* Instructions *
1. According to the Ebola article, how many people has the disease killed so far, per the health ministry?
2. Reproduce the passage from the Ebola article starting at "The response in" and ending at "healthcare and education.".
3. Check each statement against the Ebola article, answering yes or no and quoting the words that decide it: (a) WHO confirmed the tenth outbreak on 1 August 2018. (b) Goma is a city of two million people. (c) Sophie Amani lives in Gisenyi.

* Source extract *
+---+

Goma/Nairobi/Paris – Hopes to stop the one-year Ebola virus from spreading beyond the Democratic Republic of Congo (DRC) seems to be fading as Rwanda closes its borders as precautionary measures.
“It’s a hopeless situation. God should help us. Goma mustn’t become another graveyard for Ebola victims. Our lives are in the mess because apart from fearing Ebola, we are now unable to go to Rwanda to do business,” 38-year-old Sophie Amani, a resident of Goma, told Daily Afrika last night.
After the death of two Ebola patients in July, a third case of Ebola has been declared in this city of one million people that stands side by side with Gisenyi (Rwanda).
“The government of Rwanda does not want any Congolese to go in, whereas many people depend on the cross-border trade to survive,” Amani added.
As the year drags on since the World Health Organization (WHO) confirmed the tenth outbreak on 1 August 2018 in this vast, mineral resources-rich Central African nation, response teams continue to work tirelessly amid community mistrust, attacks on treatment centres and health workers.
The response in North Kivu and Ituri has been complicated by political misgivings and more than two decades of armed conflict that has claimed millions of lives and forced more than five million people to leave their homes and seek refuge in peaceful areas, where they have been living without basic services such as food, healthcare and education.
So far, the disease has killed 1 803 people, according to the health ministry.

+---+

* Collected material *

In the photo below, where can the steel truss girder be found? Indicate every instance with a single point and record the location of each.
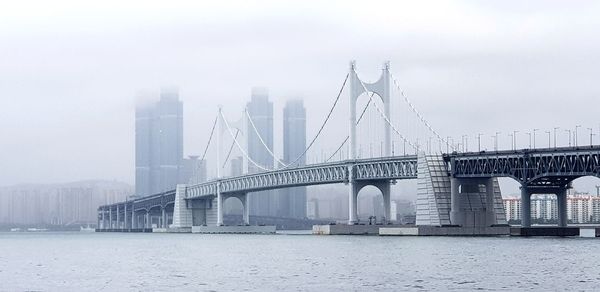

+---+

* Results for the exercise *
1. 1 803 people.

2.
The response in North Kivu and Ituri has been complicated by political misgivings and more than two decades of armed conflict that has claimed millions of lives and forced more than five million people to leave their homes and seek refuge in peaceful areas, where they have been living without basic services such as food, healthcare and education.

3.
(a) Yes: "the World Health Organization (WHO) confirmed the tenth outbreak on 1 August 2018"
(b) No: "this city of one million people"
(c) No: "a resident of Goma"